=== TEXT EXTRACT ===
[RFC, PowerPC] Initial fast-isel support for PPC64

Tue Jul 16 19:19:23 PDT 2013

Eric, all good comments -- thanks for looking over this "tiny" patch!

The fast-isel stuff is being forced a little lower on my priority list
right now, but as I have time I plan to fix the issues you've identified
and then start committing the work in smaller pieces.  I will ask for
re-review on those parts that are controversial in my mind.

I don't think there's much we can do to make the no-r0 stuff a lot
better (item f), at least without disturbing the common machinery for
all targets.  There are a number of places where generic fast-isel
assumes a single register class for a given type, even when the target
has multiple classes that can work.  It seems the DAG-isel code is able
to unify such register classes to make sure we never use R0 for a
register lifetime containing a use that forbids R0; but fast-isel is too
myopic for that, so we have to fix it up somehow.

I'll talk with Uli and Hal about the "8's" in the register classes and
instruction definitions (item g).  It would be a rather pervasive change
at this point, so we'll see how motivated we are...

All the other comments will be addressed one way or another.  I may need
help with item b; as you said, it probably indicates there's something
just wrong.  As I recall, it seemed to be another case of DAG-isel
"magic" that fast-isel doesn't handle so well (more register class
unification), but I hope we can find a better way than that hack.
=== EXERCISE INPUTS ===
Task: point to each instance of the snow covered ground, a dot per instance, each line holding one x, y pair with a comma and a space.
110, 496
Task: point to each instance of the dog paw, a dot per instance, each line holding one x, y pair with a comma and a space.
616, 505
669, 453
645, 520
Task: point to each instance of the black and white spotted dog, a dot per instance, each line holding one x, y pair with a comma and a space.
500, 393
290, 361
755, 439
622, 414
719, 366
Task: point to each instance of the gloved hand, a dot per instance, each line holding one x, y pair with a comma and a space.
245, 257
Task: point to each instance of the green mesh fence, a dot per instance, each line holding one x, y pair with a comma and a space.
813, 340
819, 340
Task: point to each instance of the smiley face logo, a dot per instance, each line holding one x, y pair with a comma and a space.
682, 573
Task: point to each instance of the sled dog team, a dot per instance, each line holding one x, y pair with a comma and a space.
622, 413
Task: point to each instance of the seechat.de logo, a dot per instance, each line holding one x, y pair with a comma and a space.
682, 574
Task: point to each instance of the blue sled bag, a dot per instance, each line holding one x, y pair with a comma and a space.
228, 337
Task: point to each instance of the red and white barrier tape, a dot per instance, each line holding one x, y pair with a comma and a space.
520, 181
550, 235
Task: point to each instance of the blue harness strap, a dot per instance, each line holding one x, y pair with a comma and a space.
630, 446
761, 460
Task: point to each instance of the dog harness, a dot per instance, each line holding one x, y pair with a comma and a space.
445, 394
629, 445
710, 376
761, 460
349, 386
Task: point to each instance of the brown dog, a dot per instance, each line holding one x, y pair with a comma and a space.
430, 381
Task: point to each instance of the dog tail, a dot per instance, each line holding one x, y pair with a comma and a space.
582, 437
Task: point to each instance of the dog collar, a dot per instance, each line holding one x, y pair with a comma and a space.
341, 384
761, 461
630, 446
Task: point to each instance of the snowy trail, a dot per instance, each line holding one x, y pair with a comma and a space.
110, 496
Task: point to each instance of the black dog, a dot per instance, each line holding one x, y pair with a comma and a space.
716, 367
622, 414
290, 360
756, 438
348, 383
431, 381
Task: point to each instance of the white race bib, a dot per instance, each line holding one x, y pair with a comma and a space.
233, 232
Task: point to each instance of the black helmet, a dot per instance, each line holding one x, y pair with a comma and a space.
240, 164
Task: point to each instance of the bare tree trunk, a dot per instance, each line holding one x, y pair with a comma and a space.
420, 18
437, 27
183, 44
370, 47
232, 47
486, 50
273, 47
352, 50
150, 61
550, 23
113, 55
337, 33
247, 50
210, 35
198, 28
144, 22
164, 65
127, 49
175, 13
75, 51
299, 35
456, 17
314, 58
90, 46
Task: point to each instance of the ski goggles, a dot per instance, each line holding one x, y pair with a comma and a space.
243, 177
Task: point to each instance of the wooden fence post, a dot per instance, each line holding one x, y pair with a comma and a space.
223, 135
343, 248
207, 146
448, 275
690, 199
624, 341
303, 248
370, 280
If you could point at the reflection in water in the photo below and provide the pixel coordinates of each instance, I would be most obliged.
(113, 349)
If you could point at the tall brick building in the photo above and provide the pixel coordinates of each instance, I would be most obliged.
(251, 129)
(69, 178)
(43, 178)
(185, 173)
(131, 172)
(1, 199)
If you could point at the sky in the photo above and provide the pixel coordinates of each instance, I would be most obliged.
===
### DIRECTIVE 1
Please reproduce the fast-isel post word for word, starting at "I'll talk with" and ending at "than that hack.".
### DIRECTIVE 2
Set out the listing as a Markdown table with columns Row and Line, starting at the line that contains "Task: point to each instance of the snowy" and ending at the last line of the listing. Include both of those lines and leave out blank lines.

### EXERCISE OUTPUT 1
I'll talk with Uli and Hal about the "8's" in the register classes and
instruction definitions (item g).  It would be a rather pervasive change
at this point, so we'll see how motivated we are...

All the other comments will be addressed one way or another.  I may need
help with item b; as you said, it probably indicates there's something
just wrong.  As I recall, it seemed to be another case of DAG-isel
"magic" that fast-isel doesn't handle so well (more register class
unification), but I hope we can find a better way than that hack.

### EXERCISE OUTPUT 2
| Row | Line |
|---|---|
| 1 | Task: point to each instance of the snowy trail, a dot per instance, each line holding one x, y pair with a comma and a space. |
| 2 | 110, 496 |
| 3 | Task: point to each instance of the black dog, a dot per instance, each line holding one x, y pair with a comma and a space. |
| 4 | 716, 367 |
| 5 | 622, 414 |
| 6 | 290, 360 |
| 7 | 756, 438 |
| 8 | 348, 383 |
| 9 | 431, 381 |
| 10 | Task: point to each instance of the white race bib, a dot per instance, each line holding one x, y pair with a comma and a space. |
| 11 | 233, 232 |
| 12 | Task: point to each instance of the black helmet, a dot per instance, each line holding one x, y pair with a comma and a space. |
| 13 | 240, 164 |
| 14 | Task: point to each instance of the bare tree trunk, a dot per instance, each line holding one x, y pair with a comma and a space. |
| 15 | 420, 18 |
| 16 | 437, 27 |
| 17 | 183, 44 |
| 18 | 370, 47 |
| 19 | 232, 47 |
| 20 | 486, 50 |
| 21 | 273, 47 |
| 22 | 352, 50 |
| 23 | 150, 61 |
| 24 | 550, 23 |
| 25 | 113, 55 |
| 26 | 337, 33 |
| 27 | 247, 50 |
| 28 | 210, 35 |
| 29 | 198, 28 |
| 30 | 144, 22 |
| 31 | 164, 65 |
| 32 | 127, 49 |
| 33 | 175, 13 |
| 34 | 75, 51 |
| 35 | 299, 35 |
| 36 | 456, 17 |
| 37 | 314, 58 |
| 38 | 90, 46 |
| 39 | Task: point to each instance of the ski goggles, a dot per instance, each line holding one x, y pair with a comma and a space. |
| 40 | 243, 177 |
| 41 | Task: point to each instance of the wooden fence post, a dot per instance, each line holding one x, y pair with a comma and a space. |
| 42 | 223, 135 |
| 43 | 343, 248 |
| 44 | 207, 146 |
| 45 | 448, 275 |
| 46 | 690, 199 |
| 47 | 624, 341 |
| 48 | 303, 248 |
| 49 | 370, 280 |
| 50 | If you could point at the reflection in water in the photo below and provide the pixel coordinates of each instance, I would be most obliged. |
| 51 | (113, 349) |
| 52 | If you could point at the tall brick building in the photo above and provide the pixel coordinates of each instance, I would be most obliged. |
| 53 | (251, 129) |
| 54 | (69, 178) |
| 55 | (43, 178) |
| 56 | (185, 173) |
| 57 | (131, 172) |
| 58 | (1, 199) |
| 59 | If you could point at the sky in the photo above and provide the pixel coordinates of each instance, I would be most obliged. |